### [Selected passage]
-- Start --

From the monthly archives:

August 2010

fear

August 30, 2010

in messy days

cobble hill

I have a fear of being judged. I'm pretty sure we all do. I wasn't aware of how much this fear was holding me back, keeping me from opening up. This fear based thinking makes me reactionary. When shane and i argue (which we do often) i couldn't hear what he was saying because my reaction was always on the defensive. Nothing revolutionary, but a surprise to me.

Part of this fear in me is because i have been judged over and over for the past several months. There is a person in this world, whom i have never met, who has two blogs and a twitter account and probably other outlets that are all focused on a deep hatred for me.

Every single thing i put out on the internet is judged in immediate stinging words. Over the months i have kept telling myself don't look, don't read, don't participate. But, i just couldn't stop.

-- End --

### [Written tasks]
a. In the blog post about fear of being judged, how many blogs does the person who hates the writer have?
b. From the blog post about fear of being judged, extract the passage between "August 2010" and "surprise to me.", inclusive.
c. Write what comes next in the blog post about fear of being judged, continuing from its final sentence.

[Records from a dataset]
-- Start --

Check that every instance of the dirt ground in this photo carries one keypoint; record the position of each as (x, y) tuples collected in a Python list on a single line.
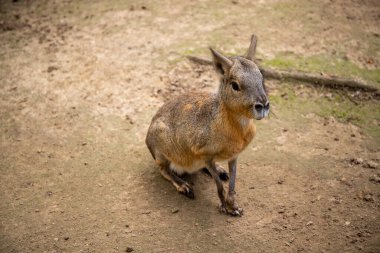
[(81, 80)]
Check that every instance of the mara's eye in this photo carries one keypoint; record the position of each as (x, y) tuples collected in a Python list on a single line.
[(235, 86)]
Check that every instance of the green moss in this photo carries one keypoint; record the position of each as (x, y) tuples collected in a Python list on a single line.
[(323, 63)]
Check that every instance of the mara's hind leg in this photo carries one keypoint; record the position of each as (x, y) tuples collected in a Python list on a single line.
[(223, 175), (181, 185)]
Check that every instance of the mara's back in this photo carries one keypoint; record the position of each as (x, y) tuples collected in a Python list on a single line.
[(182, 127)]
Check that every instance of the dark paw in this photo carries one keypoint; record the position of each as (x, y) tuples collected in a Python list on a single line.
[(205, 171), (187, 191), (223, 176), (233, 212)]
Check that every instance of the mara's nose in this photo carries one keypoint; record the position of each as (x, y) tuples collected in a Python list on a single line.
[(260, 107)]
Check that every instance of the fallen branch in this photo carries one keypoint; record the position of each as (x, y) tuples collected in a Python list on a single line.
[(329, 81)]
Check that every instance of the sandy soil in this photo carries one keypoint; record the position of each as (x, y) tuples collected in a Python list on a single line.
[(81, 80)]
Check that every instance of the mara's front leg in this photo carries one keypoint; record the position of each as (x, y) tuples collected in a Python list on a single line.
[(232, 206), (224, 207)]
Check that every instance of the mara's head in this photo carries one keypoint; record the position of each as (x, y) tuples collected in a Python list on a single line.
[(242, 84)]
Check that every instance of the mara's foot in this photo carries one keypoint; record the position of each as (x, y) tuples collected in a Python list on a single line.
[(233, 212), (186, 190), (223, 175)]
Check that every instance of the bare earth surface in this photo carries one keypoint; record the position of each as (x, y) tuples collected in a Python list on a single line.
[(81, 80)]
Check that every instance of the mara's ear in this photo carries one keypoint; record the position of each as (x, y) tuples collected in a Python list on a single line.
[(252, 48), (221, 63)]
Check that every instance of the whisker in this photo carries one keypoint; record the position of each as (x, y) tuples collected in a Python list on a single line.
[(271, 112)]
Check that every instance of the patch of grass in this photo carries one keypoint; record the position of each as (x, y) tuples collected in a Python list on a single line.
[(365, 114), (323, 63)]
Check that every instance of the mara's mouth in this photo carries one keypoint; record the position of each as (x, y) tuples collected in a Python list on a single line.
[(261, 111)]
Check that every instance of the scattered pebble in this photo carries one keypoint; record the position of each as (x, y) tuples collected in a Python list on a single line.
[(368, 197), (356, 161), (375, 178), (51, 69), (371, 165)]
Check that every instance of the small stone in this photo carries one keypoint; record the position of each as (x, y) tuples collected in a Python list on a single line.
[(129, 249), (375, 178), (368, 197), (371, 165), (51, 69), (356, 161)]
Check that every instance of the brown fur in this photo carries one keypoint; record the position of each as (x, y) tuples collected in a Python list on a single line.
[(194, 130)]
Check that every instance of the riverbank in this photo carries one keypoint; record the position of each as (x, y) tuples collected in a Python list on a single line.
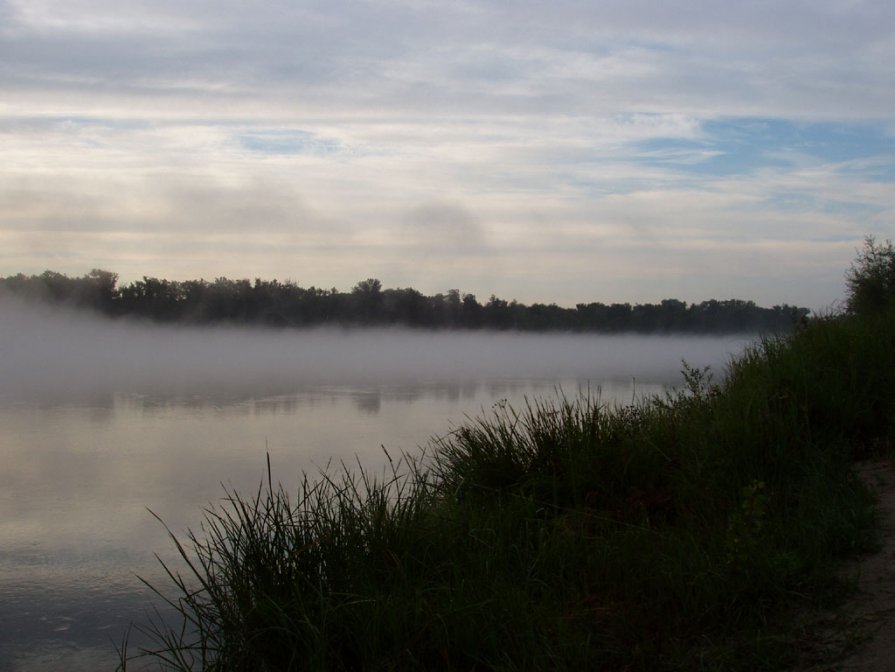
[(674, 534)]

-- End --

### [Answers by task]
a. Two blogs.

b.
August 2010

fear

August 30, 2010

in messy days

cobble hill

I have a fear of being judged. I'm pretty sure we all do. I wasn't aware of how much this fear was holding me back, keeping me from opening up. This fear based thinking makes me reactionary. When shane and i argue (which we do often) i couldn't hear what he was saying because my reaction was always on the defensive. Nothing revolutionary, but a surprise to me.

c.
I never acknowledged or engaged in any way, but would sit up at night wondering why. Why is this person doing this, and why is it hurting me so much.

And then i realized i don't like this feeling of being judged. I don't like this. This is taking my energy away from where it should be, it is creating a fear in me that doesn't need to be there. The people who love me don't judge me. This has nothing to do with me. This is only a reflection on this other person and their own fears. The words they are saying are more about them than anything to do with me.

And so? And so i just don't care anymore. I'm going to continue writing and reading and living my life with a great family, i will not be put into some self-imposed hiatus because of it. Instead, i'm moving on, letting go and letting that hatred fade away. I'm going to not let this fear hold me back anymore.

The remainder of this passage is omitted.